- Problem a:
According to the cricket passage, how many wickets did Eldine Baptiste take when he led the Northants averages in 1991?

Plus, on occasion Tony could count on a familiar face from Cornwall. David Roberts, a fellow Troon boy, joined the club in 1996. In 1991 the West Indian all-rounder Eldine Baptiste joined Northants, and led the averages with 49 wickets. He had previously played Cornish cricket for St Gluvias, and is arguably the fastest, most terrifying bowler seen in Cornwall to this day16.

He was great with us young guys! He would give us loads of advice, but also he loved coming out and having a beer with us on Friday nights. We used to go into town, ring him up, ‘Eldine, we’re going into town…’ It could be your first year on the staff or you could be Allan Lamb, he was just the same with everyone. Really, really good.

- Problem b:
Turn the lines of the listing below into a numbered list, omitting blank lines. Start with the line containing "Please trace the outline of every instance of the distant" and continue through the line containing "M 97 61 L 97 54 L 95 54 L 95 62 Z", including both.

- Records for this task:
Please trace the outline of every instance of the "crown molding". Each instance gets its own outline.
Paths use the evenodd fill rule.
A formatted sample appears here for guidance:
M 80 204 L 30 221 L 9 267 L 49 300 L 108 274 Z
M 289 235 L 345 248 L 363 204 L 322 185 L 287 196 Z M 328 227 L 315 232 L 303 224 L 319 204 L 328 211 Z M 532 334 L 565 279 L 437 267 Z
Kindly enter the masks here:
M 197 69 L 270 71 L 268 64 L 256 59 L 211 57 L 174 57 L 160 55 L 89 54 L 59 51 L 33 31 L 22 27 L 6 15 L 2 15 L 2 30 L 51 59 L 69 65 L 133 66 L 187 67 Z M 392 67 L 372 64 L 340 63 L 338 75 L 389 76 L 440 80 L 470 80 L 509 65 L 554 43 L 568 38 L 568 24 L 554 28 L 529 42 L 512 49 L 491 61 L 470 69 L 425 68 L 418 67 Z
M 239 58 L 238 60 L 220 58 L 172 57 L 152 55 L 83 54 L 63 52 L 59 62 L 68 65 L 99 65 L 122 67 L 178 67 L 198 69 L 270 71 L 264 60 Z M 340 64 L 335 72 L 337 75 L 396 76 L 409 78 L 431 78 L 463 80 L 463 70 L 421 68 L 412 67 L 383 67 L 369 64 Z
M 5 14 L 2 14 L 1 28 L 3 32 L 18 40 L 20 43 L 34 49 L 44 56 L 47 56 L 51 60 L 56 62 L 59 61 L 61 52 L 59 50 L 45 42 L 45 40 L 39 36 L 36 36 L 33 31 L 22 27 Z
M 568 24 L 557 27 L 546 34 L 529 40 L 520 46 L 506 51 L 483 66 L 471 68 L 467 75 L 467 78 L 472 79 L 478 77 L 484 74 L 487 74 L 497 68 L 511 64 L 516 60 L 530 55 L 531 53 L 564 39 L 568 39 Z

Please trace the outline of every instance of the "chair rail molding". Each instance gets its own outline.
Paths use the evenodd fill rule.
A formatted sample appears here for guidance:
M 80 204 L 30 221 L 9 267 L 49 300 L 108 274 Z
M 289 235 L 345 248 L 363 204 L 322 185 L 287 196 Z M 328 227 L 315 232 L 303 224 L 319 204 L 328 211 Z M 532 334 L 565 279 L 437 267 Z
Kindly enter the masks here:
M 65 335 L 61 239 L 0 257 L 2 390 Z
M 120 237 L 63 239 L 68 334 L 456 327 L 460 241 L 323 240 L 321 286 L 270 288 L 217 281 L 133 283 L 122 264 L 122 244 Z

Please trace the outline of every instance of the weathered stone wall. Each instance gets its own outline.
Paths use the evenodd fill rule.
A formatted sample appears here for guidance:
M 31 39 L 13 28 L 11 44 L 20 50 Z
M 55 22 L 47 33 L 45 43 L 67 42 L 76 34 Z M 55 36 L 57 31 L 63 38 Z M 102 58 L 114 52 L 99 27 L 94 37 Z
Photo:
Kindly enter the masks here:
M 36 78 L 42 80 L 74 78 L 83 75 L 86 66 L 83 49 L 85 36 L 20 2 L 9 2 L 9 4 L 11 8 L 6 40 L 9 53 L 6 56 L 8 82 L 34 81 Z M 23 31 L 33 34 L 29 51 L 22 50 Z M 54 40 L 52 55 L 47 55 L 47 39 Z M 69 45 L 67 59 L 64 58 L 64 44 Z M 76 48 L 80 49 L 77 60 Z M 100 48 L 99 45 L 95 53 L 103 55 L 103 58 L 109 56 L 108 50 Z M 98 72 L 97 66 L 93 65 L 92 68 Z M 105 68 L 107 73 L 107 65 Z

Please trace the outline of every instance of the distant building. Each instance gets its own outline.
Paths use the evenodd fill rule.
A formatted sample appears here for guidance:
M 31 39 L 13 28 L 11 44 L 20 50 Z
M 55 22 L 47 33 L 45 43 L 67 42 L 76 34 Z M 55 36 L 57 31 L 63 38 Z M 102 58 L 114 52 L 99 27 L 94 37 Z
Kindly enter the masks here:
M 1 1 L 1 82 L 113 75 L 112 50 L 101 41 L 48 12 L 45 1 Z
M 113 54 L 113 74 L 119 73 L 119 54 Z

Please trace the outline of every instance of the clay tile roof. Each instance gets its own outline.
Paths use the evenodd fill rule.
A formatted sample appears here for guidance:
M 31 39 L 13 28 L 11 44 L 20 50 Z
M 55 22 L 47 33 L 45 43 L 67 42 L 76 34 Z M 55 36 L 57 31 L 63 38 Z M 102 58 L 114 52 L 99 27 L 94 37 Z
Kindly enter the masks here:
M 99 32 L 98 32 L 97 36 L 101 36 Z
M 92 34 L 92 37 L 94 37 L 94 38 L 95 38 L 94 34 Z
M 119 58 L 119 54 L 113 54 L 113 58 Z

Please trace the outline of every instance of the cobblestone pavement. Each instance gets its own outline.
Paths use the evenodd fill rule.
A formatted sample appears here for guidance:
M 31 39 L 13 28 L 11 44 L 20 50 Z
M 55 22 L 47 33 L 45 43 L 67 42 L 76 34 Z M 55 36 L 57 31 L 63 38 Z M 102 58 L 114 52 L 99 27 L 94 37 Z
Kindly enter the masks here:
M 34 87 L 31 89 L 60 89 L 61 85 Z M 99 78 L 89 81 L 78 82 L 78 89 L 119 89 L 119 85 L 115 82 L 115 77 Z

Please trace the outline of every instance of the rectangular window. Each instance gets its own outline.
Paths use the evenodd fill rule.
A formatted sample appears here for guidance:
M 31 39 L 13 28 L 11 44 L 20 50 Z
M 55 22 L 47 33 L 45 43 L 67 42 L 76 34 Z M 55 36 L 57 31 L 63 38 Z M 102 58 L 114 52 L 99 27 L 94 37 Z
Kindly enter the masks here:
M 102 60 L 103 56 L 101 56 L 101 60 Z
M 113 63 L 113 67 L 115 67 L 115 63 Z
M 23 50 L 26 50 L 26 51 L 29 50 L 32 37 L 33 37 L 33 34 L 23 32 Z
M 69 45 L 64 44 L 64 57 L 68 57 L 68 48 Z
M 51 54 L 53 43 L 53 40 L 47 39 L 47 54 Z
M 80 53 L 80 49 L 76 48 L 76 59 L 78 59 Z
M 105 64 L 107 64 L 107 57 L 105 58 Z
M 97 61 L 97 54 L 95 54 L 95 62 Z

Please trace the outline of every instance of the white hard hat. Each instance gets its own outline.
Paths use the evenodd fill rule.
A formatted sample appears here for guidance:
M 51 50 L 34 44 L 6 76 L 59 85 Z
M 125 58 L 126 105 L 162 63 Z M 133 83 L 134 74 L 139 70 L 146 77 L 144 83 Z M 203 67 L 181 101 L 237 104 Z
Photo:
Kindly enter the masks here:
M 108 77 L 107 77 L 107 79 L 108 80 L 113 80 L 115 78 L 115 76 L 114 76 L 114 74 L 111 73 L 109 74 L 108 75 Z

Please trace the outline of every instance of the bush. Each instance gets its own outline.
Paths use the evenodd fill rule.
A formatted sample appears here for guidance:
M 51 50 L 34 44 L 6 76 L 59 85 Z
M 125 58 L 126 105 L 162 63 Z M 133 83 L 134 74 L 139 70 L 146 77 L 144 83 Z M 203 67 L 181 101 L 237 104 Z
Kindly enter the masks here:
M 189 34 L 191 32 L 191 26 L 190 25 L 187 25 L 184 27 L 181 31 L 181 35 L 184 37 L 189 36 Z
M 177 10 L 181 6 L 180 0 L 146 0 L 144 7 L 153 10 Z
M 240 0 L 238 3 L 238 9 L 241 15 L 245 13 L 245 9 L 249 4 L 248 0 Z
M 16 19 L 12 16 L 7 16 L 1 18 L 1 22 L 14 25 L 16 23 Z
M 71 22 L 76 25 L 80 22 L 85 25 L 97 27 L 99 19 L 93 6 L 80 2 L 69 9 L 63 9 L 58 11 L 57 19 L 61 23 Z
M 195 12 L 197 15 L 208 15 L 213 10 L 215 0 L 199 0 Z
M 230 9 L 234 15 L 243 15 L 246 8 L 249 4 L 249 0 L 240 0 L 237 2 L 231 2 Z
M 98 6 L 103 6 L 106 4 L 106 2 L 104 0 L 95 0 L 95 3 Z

- Complete output a:
49 wickets.

- Complete output b:
1. Please trace the outline of every instance of the distant building. Each instance gets its own outline.
2. Paths use the evenodd fill rule.
3. A formatted sample appears here for guidance:
4. M 31 39 L 13 28 L 11 44 L 20 50 Z
5. M 55 22 L 47 33 L 45 43 L 67 42 L 76 34 Z M 55 36 L 57 31 L 63 38 Z M 102 58 L 114 52 L 99 27 L 94 37 Z
6. Kindly enter the masks here:
7. M 1 1 L 1 82 L 113 75 L 112 50 L 101 41 L 48 12 L 45 1 Z
8. M 113 54 L 113 74 L 119 73 L 119 54 Z
9. Please trace the outline of every instance of the clay tile roof. Each instance gets its own outline.
10. Paths use the evenodd fill rule.
11. A formatted sample appears here for guidance:
12. M 31 39 L 13 28 L 11 44 L 20 50 Z
13. M 55 22 L 47 33 L 45 43 L 67 42 L 76 34 Z M 55 36 L 57 31 L 63 38 Z M 102 58 L 114 52 L 99 27 L 94 37 Z
14. Kindly enter the masks here:
15. M 99 32 L 98 32 L 97 36 L 101 36 Z
16. M 92 34 L 92 37 L 94 37 L 94 38 L 95 38 L 94 34 Z
17. M 119 58 L 119 54 L 113 54 L 113 58 Z
18. Please trace the outline of every instance of the cobblestone pavement. Each instance gets its own outline.
19. Paths use the evenodd fill rule.
20. A formatted sample appears here for guidance:
21. M 31 39 L 13 28 L 11 44 L 20 50 Z
22. M 55 22 L 47 33 L 45 43 L 67 42 L 76 34 Z M 55 36 L 57 31 L 63 38 Z M 102 58 L 114 52 L 99 27 L 94 37 Z
23. Kindly enter the masks here:
24. M 34 87 L 31 89 L 60 89 L 61 85 Z M 99 78 L 89 81 L 78 82 L 78 89 L 119 89 L 119 85 L 115 82 L 115 77 Z
25. Please trace the outline of every instance of the rectangular window. Each instance gets its own outline.
26. Paths use the evenodd fill rule.
27. A formatted sample appears here for guidance:
28. M 31 39 L 13 28 L 11 44 L 20 50 Z
29. M 55 22 L 47 33 L 45 43 L 67 42 L 76 34 Z M 55 36 L 57 31 L 63 38 Z M 102 58 L 114 52 L 99 27 L 94 37 Z
30. Kindly enter the masks here:
31. M 102 60 L 103 56 L 101 56 L 101 60 Z
32. M 113 63 L 113 67 L 115 67 L 115 63 Z
33. M 23 50 L 26 50 L 26 51 L 29 50 L 32 37 L 33 37 L 33 34 L 23 32 Z
34. M 69 45 L 64 44 L 64 57 L 68 57 L 68 48 Z
35. M 51 54 L 53 43 L 53 40 L 47 39 L 47 54 Z
36. M 80 53 L 80 49 L 76 48 L 76 59 L 78 59 Z
37. M 105 64 L 107 64 L 107 57 L 105 58 Z
38. M 97 61 L 97 54 L 95 54 L 95 62 Z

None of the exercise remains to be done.